◆ **DATA**:
-------

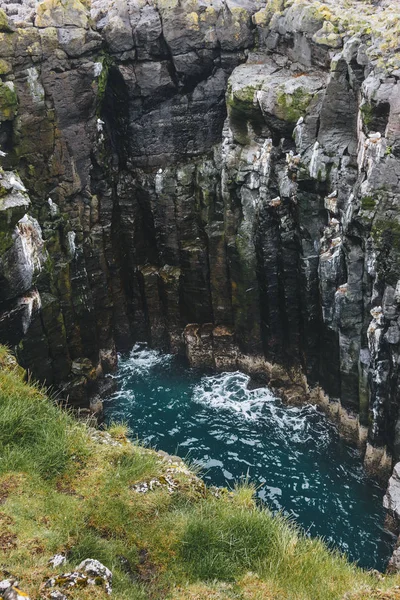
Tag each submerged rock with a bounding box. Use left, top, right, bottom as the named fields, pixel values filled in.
left=0, top=0, right=400, bottom=474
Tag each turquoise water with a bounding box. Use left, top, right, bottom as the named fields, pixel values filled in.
left=105, top=345, right=394, bottom=570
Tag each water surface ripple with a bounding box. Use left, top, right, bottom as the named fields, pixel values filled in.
left=105, top=345, right=393, bottom=570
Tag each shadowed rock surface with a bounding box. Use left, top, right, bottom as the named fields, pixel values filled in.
left=0, top=0, right=400, bottom=472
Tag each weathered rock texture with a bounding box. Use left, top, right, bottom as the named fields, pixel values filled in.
left=0, top=0, right=400, bottom=468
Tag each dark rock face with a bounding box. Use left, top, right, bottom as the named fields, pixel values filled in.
left=0, top=0, right=400, bottom=469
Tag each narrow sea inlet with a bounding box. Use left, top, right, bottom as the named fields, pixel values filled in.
left=105, top=345, right=395, bottom=570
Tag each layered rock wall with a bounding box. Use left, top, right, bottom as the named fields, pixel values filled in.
left=0, top=0, right=400, bottom=467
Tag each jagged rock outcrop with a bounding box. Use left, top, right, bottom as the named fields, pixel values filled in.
left=0, top=0, right=400, bottom=469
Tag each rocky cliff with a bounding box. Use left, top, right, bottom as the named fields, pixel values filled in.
left=0, top=0, right=400, bottom=468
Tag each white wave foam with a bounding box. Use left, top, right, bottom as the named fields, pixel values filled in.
left=192, top=371, right=330, bottom=444
left=193, top=371, right=274, bottom=420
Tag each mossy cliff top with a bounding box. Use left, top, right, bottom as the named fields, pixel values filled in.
left=0, top=347, right=400, bottom=600
left=253, top=0, right=400, bottom=75
left=0, top=0, right=400, bottom=69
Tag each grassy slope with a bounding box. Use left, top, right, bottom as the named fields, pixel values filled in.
left=0, top=347, right=400, bottom=600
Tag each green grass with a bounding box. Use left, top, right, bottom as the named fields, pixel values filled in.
left=0, top=347, right=400, bottom=600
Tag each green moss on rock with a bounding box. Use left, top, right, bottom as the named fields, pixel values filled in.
left=276, top=87, right=313, bottom=123
left=0, top=8, right=12, bottom=33
left=0, top=81, right=18, bottom=122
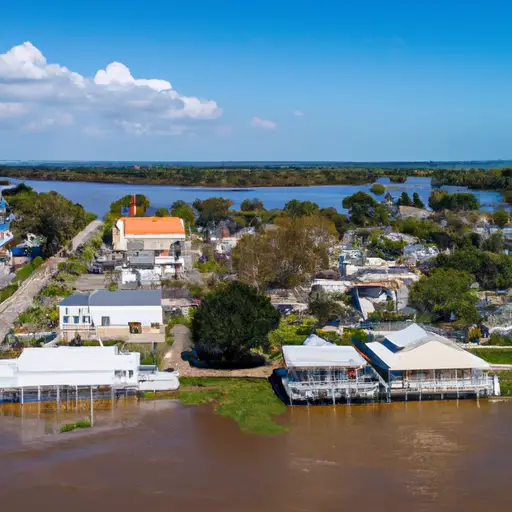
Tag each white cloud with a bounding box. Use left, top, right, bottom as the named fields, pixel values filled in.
left=23, top=112, right=74, bottom=132
left=251, top=116, right=277, bottom=130
left=0, top=42, right=222, bottom=136
left=0, top=102, right=25, bottom=118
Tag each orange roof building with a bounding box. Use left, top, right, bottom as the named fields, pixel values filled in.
left=112, top=217, right=186, bottom=251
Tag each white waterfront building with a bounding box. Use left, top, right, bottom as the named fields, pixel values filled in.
left=354, top=324, right=500, bottom=398
left=59, top=290, right=165, bottom=343
left=0, top=346, right=179, bottom=401
left=282, top=344, right=379, bottom=404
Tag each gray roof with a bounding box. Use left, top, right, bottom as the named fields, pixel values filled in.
left=89, top=290, right=162, bottom=306
left=59, top=293, right=89, bottom=306
left=60, top=290, right=162, bottom=306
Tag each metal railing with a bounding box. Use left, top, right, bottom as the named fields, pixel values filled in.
left=391, top=377, right=493, bottom=391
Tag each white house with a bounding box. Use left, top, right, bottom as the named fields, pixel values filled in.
left=279, top=342, right=379, bottom=404
left=0, top=346, right=140, bottom=388
left=112, top=217, right=186, bottom=251
left=354, top=324, right=500, bottom=397
left=59, top=290, right=165, bottom=343
left=0, top=346, right=179, bottom=402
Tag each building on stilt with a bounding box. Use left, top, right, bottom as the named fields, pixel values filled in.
left=281, top=344, right=379, bottom=404
left=0, top=346, right=179, bottom=403
left=354, top=324, right=500, bottom=400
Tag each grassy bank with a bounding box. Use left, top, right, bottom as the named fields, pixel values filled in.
left=469, top=348, right=512, bottom=364
left=142, top=377, right=287, bottom=434
left=60, top=420, right=92, bottom=433
left=498, top=371, right=512, bottom=396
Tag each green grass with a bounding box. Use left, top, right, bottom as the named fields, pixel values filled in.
left=498, top=371, right=512, bottom=396
left=469, top=348, right=512, bottom=364
left=60, top=420, right=92, bottom=433
left=178, top=377, right=287, bottom=435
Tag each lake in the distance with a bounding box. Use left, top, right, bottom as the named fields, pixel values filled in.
left=0, top=400, right=512, bottom=512
left=0, top=177, right=503, bottom=217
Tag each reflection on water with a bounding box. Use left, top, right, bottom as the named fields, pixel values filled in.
left=0, top=401, right=512, bottom=512
left=1, top=176, right=503, bottom=217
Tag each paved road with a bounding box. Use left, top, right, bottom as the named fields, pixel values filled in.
left=0, top=220, right=101, bottom=342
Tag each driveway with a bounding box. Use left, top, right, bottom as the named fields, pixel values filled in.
left=0, top=220, right=101, bottom=343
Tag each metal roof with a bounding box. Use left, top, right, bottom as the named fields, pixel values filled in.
left=366, top=336, right=490, bottom=371
left=385, top=324, right=429, bottom=349
left=303, top=334, right=334, bottom=347
left=283, top=345, right=366, bottom=368
left=59, top=293, right=89, bottom=306
left=59, top=290, right=162, bottom=306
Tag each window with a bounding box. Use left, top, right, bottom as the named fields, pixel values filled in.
left=128, top=322, right=142, bottom=334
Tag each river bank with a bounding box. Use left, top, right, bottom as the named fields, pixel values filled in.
left=0, top=176, right=503, bottom=218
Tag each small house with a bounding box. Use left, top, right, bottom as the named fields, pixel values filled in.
left=354, top=324, right=500, bottom=398
left=281, top=344, right=379, bottom=404
left=59, top=290, right=165, bottom=343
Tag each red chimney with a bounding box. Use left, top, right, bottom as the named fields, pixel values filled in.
left=130, top=194, right=137, bottom=217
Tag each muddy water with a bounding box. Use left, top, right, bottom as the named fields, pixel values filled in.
left=0, top=401, right=512, bottom=512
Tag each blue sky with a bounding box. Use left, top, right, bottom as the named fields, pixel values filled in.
left=0, top=0, right=512, bottom=161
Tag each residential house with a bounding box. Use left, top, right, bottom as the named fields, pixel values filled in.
left=354, top=324, right=500, bottom=399
left=277, top=337, right=379, bottom=404
left=59, top=290, right=165, bottom=343
left=112, top=217, right=186, bottom=279
left=0, top=346, right=179, bottom=404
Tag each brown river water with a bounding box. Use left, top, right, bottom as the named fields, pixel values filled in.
left=0, top=400, right=512, bottom=512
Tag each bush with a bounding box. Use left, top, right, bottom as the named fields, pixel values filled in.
left=469, top=348, right=512, bottom=364
left=370, top=183, right=386, bottom=196
left=15, top=263, right=34, bottom=282
left=0, top=284, right=18, bottom=302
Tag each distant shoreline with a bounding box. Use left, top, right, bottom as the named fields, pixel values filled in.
left=0, top=165, right=512, bottom=192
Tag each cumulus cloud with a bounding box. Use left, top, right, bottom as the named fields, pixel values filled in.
left=251, top=116, right=277, bottom=130
left=0, top=42, right=222, bottom=136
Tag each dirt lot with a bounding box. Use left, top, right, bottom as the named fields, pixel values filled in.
left=74, top=274, right=105, bottom=292
left=164, top=325, right=279, bottom=377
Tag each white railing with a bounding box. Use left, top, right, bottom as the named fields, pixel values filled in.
left=288, top=379, right=379, bottom=390
left=60, top=323, right=94, bottom=330
left=391, top=377, right=493, bottom=391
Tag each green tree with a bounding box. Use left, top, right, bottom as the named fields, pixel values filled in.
left=309, top=293, right=344, bottom=325
left=370, top=183, right=386, bottom=196
left=171, top=200, right=196, bottom=231
left=436, top=246, right=512, bottom=290
left=396, top=192, right=412, bottom=206
left=10, top=192, right=94, bottom=256
left=342, top=191, right=386, bottom=227
left=191, top=281, right=279, bottom=361
left=428, top=190, right=480, bottom=211
left=409, top=268, right=479, bottom=324
left=284, top=199, right=320, bottom=219
left=492, top=208, right=510, bottom=228
left=412, top=192, right=425, bottom=208
left=482, top=233, right=505, bottom=254
left=110, top=194, right=150, bottom=217
left=192, top=197, right=234, bottom=227
left=232, top=215, right=338, bottom=288
left=155, top=208, right=169, bottom=217
left=240, top=198, right=265, bottom=212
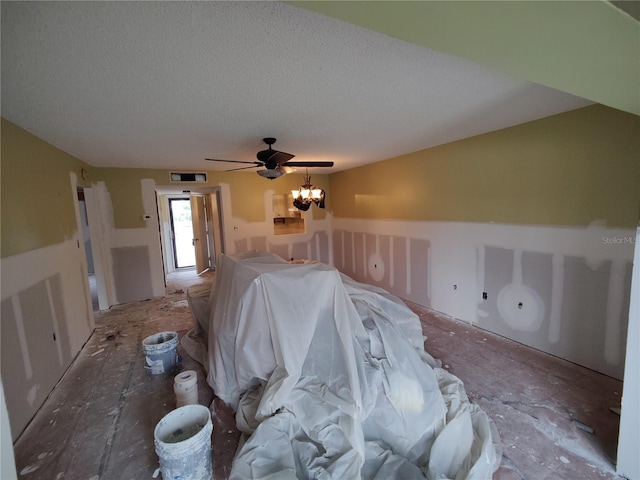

-------

Pull out every line of the records above that contains the string "grassy", matching upper and lower case exactly.

◆ **SOLVED PROBLEM**:
Tag each grassy slope with a bounding box. Use left, top, right, bottom as the named fields, pixel values filled in.
Tag each grassy bank with a bounding box. Use left, top, right, bottom as the named fields, pixel values filled in.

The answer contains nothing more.